MATERIAL FOR THIS TASK:
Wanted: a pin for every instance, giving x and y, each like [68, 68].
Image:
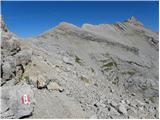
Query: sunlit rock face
[93, 71]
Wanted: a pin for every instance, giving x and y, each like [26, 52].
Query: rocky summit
[92, 71]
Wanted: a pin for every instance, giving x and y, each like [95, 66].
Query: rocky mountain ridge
[93, 71]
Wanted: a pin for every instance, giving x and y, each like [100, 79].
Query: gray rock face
[96, 71]
[12, 56]
[17, 101]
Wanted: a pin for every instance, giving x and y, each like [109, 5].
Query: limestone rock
[54, 86]
[18, 100]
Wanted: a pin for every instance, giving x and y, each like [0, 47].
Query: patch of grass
[130, 72]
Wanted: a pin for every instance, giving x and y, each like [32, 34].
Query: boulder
[54, 86]
[23, 57]
[17, 101]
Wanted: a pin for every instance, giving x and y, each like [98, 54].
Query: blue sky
[27, 19]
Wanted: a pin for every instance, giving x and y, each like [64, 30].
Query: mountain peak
[133, 20]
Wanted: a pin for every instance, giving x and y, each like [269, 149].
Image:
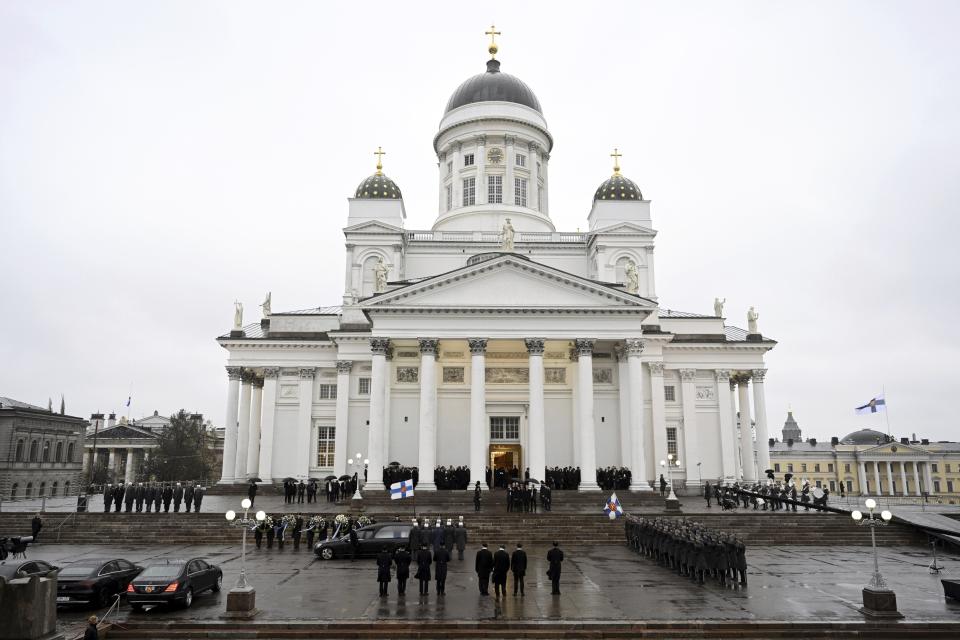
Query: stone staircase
[528, 528]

DIRECTIVE: Without the pictures, repeat the listing above exactly.

ANSWER TO THIS PROBLEM:
Wanted: a pin for every instance, giving x and y, each like [68, 68].
Image:
Query: sunlit rock face
[93, 71]
Wanted: a pin for every instance, giving x and y, each like [26, 52].
Query: rocky summit
[92, 71]
Wanted: a pin for every instance, giving x and y, each like [95, 66].
Query: rocky mountain ridge
[93, 71]
Wanted: a pin for every instance, giving x and y, each like [100, 79].
Query: gray rock face
[96, 71]
[12, 56]
[17, 101]
Wanted: a pin for every instance, giving x and y, each like [109, 5].
Query: limestone rock
[54, 86]
[18, 100]
Wanted: a pin for every instance, giving x and y, each like [0, 47].
Query: patch of grass
[130, 72]
Wanted: a pin for every instance, giving x and y, each like [32, 34].
Query: boulder
[54, 86]
[23, 57]
[17, 101]
Wanted: a pin for every instance, giving x and y, each like [98, 54].
Query: blue sky
[27, 19]
Wanted: a pin for every instance, giving x and y, each like [64, 30].
Query: mountain peak
[133, 20]
Wanted: a pin for every instance, giving x and y, each like [269, 149].
Image:
Query: stone staircase
[528, 528]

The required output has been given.